PROVIDED DATA -
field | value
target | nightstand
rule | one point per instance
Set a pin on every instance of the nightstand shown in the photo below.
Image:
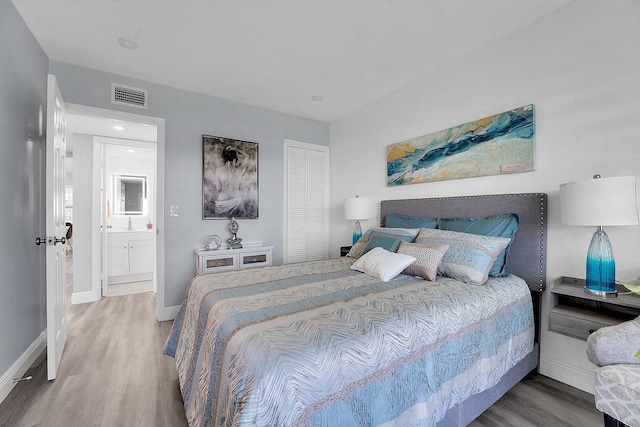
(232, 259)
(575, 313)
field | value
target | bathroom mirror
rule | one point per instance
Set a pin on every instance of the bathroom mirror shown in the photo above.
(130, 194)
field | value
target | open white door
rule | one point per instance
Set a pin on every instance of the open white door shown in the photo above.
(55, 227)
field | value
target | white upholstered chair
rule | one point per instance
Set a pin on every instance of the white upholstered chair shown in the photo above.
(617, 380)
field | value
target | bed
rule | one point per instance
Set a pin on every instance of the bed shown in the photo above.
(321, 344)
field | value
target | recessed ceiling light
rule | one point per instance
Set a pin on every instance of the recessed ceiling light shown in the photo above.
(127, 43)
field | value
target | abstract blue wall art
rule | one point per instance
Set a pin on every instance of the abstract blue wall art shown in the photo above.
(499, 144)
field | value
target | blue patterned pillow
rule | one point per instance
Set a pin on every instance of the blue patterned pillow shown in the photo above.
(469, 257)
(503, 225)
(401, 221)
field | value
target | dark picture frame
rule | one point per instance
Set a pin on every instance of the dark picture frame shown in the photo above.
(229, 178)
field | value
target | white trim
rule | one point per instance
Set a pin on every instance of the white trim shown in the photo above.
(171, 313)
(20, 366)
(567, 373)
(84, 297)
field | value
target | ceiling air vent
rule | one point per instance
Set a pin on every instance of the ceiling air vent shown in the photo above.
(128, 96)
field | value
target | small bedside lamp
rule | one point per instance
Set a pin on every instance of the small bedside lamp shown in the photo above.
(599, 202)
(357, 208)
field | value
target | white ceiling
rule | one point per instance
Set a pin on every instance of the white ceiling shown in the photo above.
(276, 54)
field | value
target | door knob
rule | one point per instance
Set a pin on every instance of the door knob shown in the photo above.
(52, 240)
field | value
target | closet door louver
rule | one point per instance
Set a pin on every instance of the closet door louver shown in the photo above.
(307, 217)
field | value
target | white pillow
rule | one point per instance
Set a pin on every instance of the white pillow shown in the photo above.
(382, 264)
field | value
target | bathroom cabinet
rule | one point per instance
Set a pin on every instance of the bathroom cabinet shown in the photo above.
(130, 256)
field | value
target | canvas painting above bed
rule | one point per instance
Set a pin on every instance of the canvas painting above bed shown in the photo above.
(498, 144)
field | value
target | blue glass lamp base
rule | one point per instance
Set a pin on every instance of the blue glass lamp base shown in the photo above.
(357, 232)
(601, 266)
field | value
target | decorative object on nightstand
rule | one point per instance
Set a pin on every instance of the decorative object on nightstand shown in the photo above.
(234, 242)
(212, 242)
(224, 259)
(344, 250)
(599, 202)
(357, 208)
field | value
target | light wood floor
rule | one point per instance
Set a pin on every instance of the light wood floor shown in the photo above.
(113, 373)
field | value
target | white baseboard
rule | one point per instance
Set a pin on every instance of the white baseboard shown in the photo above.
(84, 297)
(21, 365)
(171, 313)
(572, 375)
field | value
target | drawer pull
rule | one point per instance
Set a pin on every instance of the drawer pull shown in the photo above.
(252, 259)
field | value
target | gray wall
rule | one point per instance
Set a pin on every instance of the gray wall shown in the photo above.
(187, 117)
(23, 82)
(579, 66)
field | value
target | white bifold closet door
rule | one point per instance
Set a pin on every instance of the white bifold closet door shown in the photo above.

EXERCISE BRIEF - Report every line in the records above that contains the string "knob".

ANSWER -
target | door knob
Set a pin on every instance of the door knob shown in the photo above.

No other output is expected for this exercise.